__Supplied records__
════════════════
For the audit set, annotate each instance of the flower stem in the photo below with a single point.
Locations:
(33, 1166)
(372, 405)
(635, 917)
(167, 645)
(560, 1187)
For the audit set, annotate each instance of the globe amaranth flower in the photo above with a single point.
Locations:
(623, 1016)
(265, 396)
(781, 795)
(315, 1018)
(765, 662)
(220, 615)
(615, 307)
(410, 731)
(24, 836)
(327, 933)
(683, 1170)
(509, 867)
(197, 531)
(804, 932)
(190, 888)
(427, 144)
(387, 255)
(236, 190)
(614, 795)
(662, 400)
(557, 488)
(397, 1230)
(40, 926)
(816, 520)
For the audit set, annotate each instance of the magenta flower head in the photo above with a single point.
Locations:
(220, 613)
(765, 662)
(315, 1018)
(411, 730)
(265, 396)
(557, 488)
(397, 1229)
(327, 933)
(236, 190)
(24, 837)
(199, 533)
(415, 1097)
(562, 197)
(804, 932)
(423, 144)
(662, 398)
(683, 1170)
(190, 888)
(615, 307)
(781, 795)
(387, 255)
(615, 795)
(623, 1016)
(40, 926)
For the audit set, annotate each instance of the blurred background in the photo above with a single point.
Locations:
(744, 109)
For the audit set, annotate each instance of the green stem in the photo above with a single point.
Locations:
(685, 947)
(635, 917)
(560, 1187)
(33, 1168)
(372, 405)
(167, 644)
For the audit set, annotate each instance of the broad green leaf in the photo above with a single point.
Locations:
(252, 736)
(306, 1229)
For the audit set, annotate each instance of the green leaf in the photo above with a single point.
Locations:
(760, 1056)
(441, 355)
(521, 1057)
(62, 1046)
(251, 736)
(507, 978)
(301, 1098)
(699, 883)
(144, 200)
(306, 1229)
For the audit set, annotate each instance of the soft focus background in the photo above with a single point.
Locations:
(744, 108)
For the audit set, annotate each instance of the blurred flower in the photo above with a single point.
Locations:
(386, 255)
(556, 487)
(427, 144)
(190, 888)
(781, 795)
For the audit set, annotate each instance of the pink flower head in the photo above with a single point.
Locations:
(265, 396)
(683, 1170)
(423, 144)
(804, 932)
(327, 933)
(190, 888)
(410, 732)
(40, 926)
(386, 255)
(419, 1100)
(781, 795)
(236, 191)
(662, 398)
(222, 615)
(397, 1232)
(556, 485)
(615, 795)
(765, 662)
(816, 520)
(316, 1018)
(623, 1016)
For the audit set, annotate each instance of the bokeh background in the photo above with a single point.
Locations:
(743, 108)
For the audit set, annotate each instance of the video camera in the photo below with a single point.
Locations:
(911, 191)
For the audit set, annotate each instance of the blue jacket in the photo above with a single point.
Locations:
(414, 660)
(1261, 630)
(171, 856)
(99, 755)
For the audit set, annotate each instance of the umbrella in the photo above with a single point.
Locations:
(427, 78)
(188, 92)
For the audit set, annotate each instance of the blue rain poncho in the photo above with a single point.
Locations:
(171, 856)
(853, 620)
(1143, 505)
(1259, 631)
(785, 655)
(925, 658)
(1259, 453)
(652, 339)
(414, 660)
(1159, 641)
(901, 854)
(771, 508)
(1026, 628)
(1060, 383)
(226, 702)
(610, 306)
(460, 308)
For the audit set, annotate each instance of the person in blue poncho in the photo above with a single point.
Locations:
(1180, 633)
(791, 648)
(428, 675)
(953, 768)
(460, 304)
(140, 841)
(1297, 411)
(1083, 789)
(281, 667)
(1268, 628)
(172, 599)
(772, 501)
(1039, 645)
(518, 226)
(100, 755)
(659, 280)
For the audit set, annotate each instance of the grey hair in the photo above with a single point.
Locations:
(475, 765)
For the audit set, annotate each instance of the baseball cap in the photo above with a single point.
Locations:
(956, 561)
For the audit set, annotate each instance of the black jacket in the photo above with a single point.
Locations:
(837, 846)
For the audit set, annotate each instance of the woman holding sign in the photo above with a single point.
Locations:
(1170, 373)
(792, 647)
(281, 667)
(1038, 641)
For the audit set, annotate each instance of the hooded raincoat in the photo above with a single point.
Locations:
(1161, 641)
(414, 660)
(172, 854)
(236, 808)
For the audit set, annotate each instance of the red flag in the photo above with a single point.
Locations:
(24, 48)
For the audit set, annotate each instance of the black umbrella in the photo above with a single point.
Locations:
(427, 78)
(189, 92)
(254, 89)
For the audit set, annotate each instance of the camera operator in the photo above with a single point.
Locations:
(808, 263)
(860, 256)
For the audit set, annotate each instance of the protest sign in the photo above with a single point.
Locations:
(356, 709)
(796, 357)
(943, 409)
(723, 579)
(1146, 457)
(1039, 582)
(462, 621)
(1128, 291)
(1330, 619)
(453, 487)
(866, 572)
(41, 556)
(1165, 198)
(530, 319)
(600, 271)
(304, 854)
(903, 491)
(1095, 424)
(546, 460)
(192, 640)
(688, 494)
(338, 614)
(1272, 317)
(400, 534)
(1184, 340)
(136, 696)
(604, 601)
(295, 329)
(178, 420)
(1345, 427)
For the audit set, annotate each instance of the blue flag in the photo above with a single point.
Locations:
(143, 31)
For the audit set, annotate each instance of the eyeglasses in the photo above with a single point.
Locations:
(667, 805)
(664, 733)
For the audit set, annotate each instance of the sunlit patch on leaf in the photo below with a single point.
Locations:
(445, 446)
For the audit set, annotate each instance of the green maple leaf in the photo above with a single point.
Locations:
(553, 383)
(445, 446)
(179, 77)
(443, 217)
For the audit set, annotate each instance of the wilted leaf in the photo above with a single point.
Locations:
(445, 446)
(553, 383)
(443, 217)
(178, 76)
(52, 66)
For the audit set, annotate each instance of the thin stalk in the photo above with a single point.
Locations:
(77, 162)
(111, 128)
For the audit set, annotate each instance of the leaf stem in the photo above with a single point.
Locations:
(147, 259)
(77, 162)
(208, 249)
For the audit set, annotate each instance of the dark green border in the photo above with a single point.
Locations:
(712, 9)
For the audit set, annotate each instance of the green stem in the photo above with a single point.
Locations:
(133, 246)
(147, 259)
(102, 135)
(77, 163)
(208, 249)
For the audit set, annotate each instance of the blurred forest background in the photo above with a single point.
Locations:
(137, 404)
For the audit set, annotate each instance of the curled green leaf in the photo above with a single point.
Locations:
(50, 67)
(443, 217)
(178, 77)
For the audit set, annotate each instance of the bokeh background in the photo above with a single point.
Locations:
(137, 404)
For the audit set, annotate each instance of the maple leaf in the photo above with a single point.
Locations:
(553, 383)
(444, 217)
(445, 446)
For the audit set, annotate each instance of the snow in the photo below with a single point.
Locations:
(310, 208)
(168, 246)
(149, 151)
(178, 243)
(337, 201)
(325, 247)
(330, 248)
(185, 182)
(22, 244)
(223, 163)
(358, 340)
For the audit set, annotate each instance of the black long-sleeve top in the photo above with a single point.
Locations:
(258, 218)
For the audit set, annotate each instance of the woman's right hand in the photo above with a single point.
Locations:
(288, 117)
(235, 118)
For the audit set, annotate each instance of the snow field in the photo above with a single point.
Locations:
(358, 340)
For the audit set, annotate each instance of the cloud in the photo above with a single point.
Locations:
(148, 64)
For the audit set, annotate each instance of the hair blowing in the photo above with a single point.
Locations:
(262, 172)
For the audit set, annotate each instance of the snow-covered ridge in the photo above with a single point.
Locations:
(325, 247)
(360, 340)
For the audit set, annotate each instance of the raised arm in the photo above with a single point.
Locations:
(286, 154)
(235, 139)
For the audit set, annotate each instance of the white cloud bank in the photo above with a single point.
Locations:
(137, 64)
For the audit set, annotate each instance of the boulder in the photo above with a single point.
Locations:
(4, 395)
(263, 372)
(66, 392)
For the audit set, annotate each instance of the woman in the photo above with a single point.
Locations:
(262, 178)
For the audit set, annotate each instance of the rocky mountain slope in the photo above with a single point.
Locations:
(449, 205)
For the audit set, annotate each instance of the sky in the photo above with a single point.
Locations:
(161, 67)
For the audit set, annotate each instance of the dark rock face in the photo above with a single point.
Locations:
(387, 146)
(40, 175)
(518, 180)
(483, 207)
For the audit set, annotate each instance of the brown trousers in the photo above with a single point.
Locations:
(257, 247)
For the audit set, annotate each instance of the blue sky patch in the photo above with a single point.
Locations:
════════════════
__Task statement__
The lines needed run from the first line of the data through the line containing "For the audit set, annotate each instance of the green leaf"; give them again exactly and nothing else.

__Output for this exercise__
For the audit set, annotate each instance of the flower stem in the photo below with a single point.
Locations:
(33, 1166)
(372, 405)
(635, 917)
(167, 645)
(560, 1187)
For the audit set, annotate each instance of the globe amaranth flower in the photo above with a single point.
Locations:
(623, 1016)
(265, 396)
(781, 795)
(315, 1018)
(765, 662)
(220, 615)
(615, 307)
(410, 731)
(24, 836)
(327, 933)
(683, 1170)
(509, 867)
(197, 531)
(804, 932)
(190, 888)
(427, 144)
(387, 255)
(236, 190)
(614, 795)
(662, 400)
(557, 488)
(397, 1230)
(40, 926)
(816, 520)
For the audit set, annotate each instance of the magenta flower head in the photo above with a single point.
Locations:
(220, 613)
(765, 662)
(315, 1018)
(411, 730)
(265, 396)
(557, 488)
(397, 1229)
(327, 933)
(236, 190)
(24, 837)
(199, 533)
(415, 1097)
(562, 197)
(804, 932)
(423, 144)
(662, 398)
(683, 1170)
(190, 888)
(615, 307)
(781, 795)
(387, 255)
(615, 795)
(623, 1016)
(40, 926)
For the audit set, annotate each instance of the blurred background in the photo above with a single point.
Locations:
(744, 109)
For the audit set, annotate each instance of the green stem in the photo above with a single point.
Locations:
(685, 947)
(635, 917)
(560, 1187)
(33, 1168)
(372, 405)
(167, 644)
For the audit set, annotate each instance of the broad green leaf in the photo above with a single point.
Locations:
(252, 736)
(306, 1229)
For the audit set, annotate each instance of the green leaf in the photo above with a single point.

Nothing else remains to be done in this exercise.